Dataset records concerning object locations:
◆ ◆ ◆ ◆ ◆

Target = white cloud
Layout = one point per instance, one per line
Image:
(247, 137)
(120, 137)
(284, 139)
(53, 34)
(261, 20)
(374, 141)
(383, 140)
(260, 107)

◆ ◆ ◆ ◆ ◆

◆ SET EXERCISE: Arrange all of the lines above as a numbered list, omitting any blank lines.

◆ EXPECTED ANSWER:
1. Target = white cloud
2. Layout = one point per instance, one per line
3. Image:
4. (247, 137)
5. (120, 137)
6. (284, 139)
7. (53, 34)
8. (261, 20)
9. (374, 141)
10. (383, 140)
11. (260, 107)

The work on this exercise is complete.